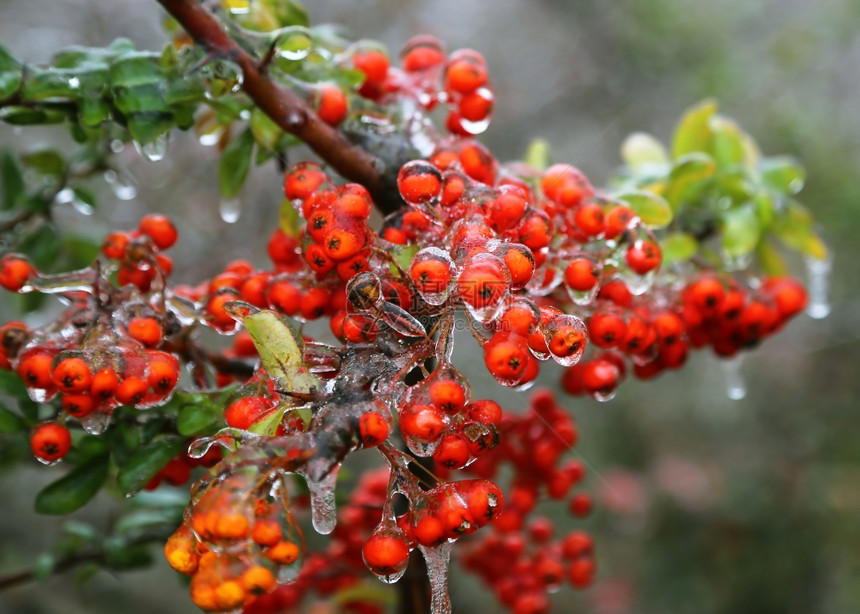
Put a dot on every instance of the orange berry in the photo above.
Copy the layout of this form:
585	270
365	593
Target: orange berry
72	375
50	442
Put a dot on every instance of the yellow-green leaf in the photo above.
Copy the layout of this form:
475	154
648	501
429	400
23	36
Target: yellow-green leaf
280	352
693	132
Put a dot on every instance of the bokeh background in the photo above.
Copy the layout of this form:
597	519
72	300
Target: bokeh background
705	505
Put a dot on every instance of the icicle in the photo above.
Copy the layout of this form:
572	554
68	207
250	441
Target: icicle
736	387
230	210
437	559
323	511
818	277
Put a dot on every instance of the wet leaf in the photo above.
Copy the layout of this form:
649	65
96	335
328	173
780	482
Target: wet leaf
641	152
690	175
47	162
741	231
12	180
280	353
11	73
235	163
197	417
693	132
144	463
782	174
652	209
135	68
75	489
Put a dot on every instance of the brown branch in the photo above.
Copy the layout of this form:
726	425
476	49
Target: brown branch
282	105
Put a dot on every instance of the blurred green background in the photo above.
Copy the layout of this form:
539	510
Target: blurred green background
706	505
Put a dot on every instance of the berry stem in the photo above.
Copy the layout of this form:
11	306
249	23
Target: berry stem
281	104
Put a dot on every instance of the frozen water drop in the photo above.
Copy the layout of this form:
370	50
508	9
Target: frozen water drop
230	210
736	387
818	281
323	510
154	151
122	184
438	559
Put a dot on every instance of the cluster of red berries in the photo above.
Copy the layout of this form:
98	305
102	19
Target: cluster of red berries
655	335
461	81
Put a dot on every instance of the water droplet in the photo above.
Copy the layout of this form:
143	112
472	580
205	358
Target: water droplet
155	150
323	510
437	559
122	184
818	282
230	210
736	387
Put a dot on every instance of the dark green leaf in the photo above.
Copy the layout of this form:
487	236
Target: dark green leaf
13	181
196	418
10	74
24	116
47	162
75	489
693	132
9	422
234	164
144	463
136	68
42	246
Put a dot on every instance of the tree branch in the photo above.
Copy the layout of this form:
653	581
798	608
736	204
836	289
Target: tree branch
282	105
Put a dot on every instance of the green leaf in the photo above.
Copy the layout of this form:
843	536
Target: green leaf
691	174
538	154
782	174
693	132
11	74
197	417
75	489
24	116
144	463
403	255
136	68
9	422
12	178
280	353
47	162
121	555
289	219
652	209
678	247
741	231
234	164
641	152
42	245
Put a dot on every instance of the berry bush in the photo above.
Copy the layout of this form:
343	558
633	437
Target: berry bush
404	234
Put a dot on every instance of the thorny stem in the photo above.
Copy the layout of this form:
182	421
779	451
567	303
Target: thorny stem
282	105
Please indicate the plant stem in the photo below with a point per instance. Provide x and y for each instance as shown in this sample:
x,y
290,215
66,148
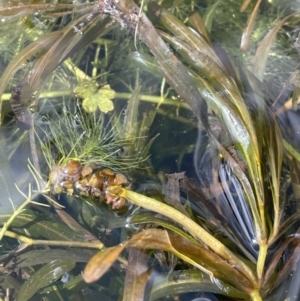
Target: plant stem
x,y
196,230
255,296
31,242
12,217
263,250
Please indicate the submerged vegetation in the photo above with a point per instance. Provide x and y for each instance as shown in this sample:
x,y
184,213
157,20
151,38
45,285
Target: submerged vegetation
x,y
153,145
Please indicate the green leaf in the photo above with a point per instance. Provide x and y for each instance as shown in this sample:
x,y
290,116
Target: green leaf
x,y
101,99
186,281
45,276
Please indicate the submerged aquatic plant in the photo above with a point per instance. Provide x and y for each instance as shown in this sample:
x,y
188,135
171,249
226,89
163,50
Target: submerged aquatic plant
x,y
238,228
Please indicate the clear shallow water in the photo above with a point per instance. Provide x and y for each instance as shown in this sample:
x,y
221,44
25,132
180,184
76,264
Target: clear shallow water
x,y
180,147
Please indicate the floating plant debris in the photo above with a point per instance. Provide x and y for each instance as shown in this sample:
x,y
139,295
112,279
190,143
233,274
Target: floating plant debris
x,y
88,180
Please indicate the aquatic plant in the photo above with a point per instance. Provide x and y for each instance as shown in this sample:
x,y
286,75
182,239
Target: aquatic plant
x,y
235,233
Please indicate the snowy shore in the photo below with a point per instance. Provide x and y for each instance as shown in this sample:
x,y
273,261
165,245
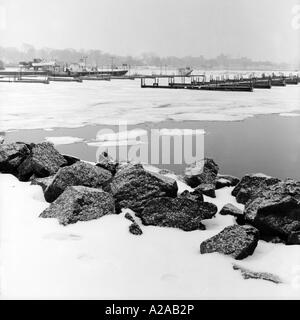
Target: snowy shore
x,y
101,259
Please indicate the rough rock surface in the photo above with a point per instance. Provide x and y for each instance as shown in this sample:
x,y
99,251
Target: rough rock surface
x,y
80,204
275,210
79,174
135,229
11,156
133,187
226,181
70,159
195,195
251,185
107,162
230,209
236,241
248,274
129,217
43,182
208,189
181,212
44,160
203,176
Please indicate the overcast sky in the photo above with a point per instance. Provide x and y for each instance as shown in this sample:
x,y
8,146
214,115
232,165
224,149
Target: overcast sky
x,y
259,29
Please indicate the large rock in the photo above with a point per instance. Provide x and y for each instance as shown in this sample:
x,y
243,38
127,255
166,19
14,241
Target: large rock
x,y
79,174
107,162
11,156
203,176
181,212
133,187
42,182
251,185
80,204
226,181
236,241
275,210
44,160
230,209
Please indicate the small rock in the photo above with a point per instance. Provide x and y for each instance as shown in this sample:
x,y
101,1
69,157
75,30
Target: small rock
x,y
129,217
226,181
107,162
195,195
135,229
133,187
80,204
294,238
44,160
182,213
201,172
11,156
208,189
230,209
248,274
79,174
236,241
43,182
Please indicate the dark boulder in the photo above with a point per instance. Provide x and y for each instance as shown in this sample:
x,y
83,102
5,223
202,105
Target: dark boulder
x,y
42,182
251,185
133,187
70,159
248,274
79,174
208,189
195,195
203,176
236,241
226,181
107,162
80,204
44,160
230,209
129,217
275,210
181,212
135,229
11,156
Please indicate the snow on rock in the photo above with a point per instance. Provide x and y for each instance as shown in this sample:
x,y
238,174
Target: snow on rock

# TASK PROMPT
Quote the records in full and exactly; skip any image.

# FINAL ANSWER
Put a dot on every instance of the orange berry in the photo above.
Copy the layout of this form:
585	270
365	593
Target: orange berry
72	375
50	442
Put a dot on every instance of the yellow-green leaf in the photo above.
Copy the layout of this form:
475	154
648	501
429	400
23	36
Target: yellow-green leaf
280	352
693	132
Put a dot on every instance of the bokeh background in the photo above.
Copy the layout of this form:
597	519
72	300
Target: bokeh background
705	505
Put a dot on every instance of the icicle in the photo above.
Copy the layout of this form:
572	554
68	207
250	441
Target: icicle
736	387
230	210
437	559
323	511
818	277
Put a dot on every instance of the wet leaf in the photo above.
Copy the layout of this form:
649	65
96	335
328	173
780	482
Target: wet leaf
641	152
690	175
47	162
741	231
12	180
280	353
11	73
235	163
197	417
693	132
144	463
782	174
652	209
135	68
75	489
Put a dot on every instance of the brown branch in the photo above.
Copy the layout of this form:
726	425
476	49
Target: brown branch
282	105
Put a dot on every instance of the blurred green background in the photo above.
Copy the layout of this form:
539	510
Target: blurred green background
706	505
Put a dot on every instance of the berry stem in the photo above.
Copy the layout of this form:
11	306
249	23
Target: berry stem
281	104
Put a dot on every instance of the frozen water drop in the photo above.
Copy the layout of this form:
370	50
508	9
Target: frozen water drop
230	210
736	387
818	281
323	510
154	151
122	184
438	559
Put a dot on every instance of the cluster of red berries in the photo above.
Copy the layout of this form:
98	305
102	19
Target: cluster of red berries
655	335
461	81
Put a dot on every instance of the water droplet in the photo above.
Copy the layout of this form:
143	112
472	580
205	358
Target: water droplet
155	150
323	510
437	559
122	184
818	282
230	210
736	387
Put a dot on every instance of the dark green leaf in the photo above.
Copy the layout of this form:
487	236
Target: dark green leaf
13	181
196	418
10	74
24	116
47	162
75	489
693	132
9	422
234	164
144	463
136	68
42	246
Put a dot on every instance of the tree branch in the photo above.
Copy the layout of this form:
653	581
798	608
736	204
836	289
Target: tree branch
282	105
Put a dot on every instance of the green leaf in the photo above.
Copy the layout of this form:
843	536
Target: green leaf
691	174
538	154
782	174
693	132
11	74
197	417
75	489
24	116
144	463
403	255
136	68
9	422
12	178
280	353
47	162
121	555
289	219
652	209
678	247
741	231
234	164
641	152
42	245
Put a dot on every instance of the berry bush in the photo above.
Copy the layout of this form:
343	558
633	437
Target: berry bush
404	234
Put a dot on every instance of the thorny stem in the photo above.
Copy the layout of this form:
182	421
779	451
567	303
Target: thorny stem
282	105
Please indicate the plant stem in the photo below with a point per instance. Provide x and y for each instance as shown in this sample:
x,y
290,215
66,148
Target: plant stem
x,y
196,230
255,296
31,242
12,217
263,250
Please indicate the submerged vegetation in the photo above with a point per instance. Provide x and y for each instance as shown in this sample:
x,y
184,213
157,20
151,38
45,285
Target: submerged vegetation
x,y
153,145
Please indicate the green leaf in the photo above with a point per instance. Provide x and y for each instance as shown in this sample:
x,y
290,116
Target: green leaf
x,y
101,99
186,281
45,276
Please indicate the submerged aquatic plant in the photo above with a point per instance. Provide x and y for each instance as shown in this sample:
x,y
188,135
171,249
226,89
163,50
Target: submerged aquatic plant
x,y
238,228
Please indicate the clear shallow water in the photo above with a point per instance. Provide x and y for each instance as shown in this sample:
x,y
221,44
25,132
180,184
76,264
Target: clear shallow water
x,y
180,147
Please indicate the floating plant debris in the photo above with a point per instance. Provide x and y for each instance as shown in this sample:
x,y
139,295
112,279
190,143
233,274
Target: floating plant debris
x,y
88,180
Please indicate the aquatic plant in the photo above with a point per instance. Provide x and y for each instance as shown in this sample:
x,y
286,75
182,239
Target: aquatic plant
x,y
235,233
Please indicate the snowy shore in the photo below with a point per instance. Provide x and y for each instance as shown in this sample:
x,y
273,261
165,245
Target: snowy shore
x,y
101,259
Please indicate the rough rock surface in the photo above with a point per instance. Provide x and y for each instance as shown in this sample:
x,y
99,251
Target: rough rock surface
x,y
80,204
275,210
79,174
135,229
11,156
133,187
226,181
70,159
195,195
251,185
107,162
230,209
236,241
248,274
129,217
43,182
208,189
181,212
44,160
203,176
Please indicate the overcast sky in the photo above with a point per instance. Provide x and y for each instance as shown in this sample:
x,y
8,146
214,115
232,165
224,149
Target: overcast sky
x,y
259,29
Please indicate the large rock in the photo above with a point per instance. Provide x and y for each instance as shown in this sample:
x,y
243,38
127,255
166,19
14,241
Target: large rock
x,y
79,174
107,162
11,156
203,176
181,212
133,187
42,182
251,185
80,204
226,181
236,241
275,210
44,160
230,209
Please indicate the small rock in the photo above with a point per instance. Provide x and y for each instance as shown in this sample:
x,y
101,1
69,157
75,30
Target: small rock
x,y
129,217
226,181
107,162
195,195
135,229
133,187
80,204
294,238
44,160
182,213
201,172
11,156
208,189
230,209
248,274
79,174
236,241
43,182
Please indicate the dark boulder in the photo above with a point per instance. Provide x and y for each instance as shown in this sample:
x,y
83,102
5,223
202,105
Target: dark boulder
x,y
42,182
251,185
133,187
70,159
248,274
79,174
208,189
195,195
203,176
236,241
226,181
107,162
80,204
44,160
230,209
129,217
275,210
181,212
135,229
11,156
Please indicate the snow on rock in the photo above with a point per instance. Provide x and y for each instance as shown in this sample:
x,y
238,174
Target: snow on rock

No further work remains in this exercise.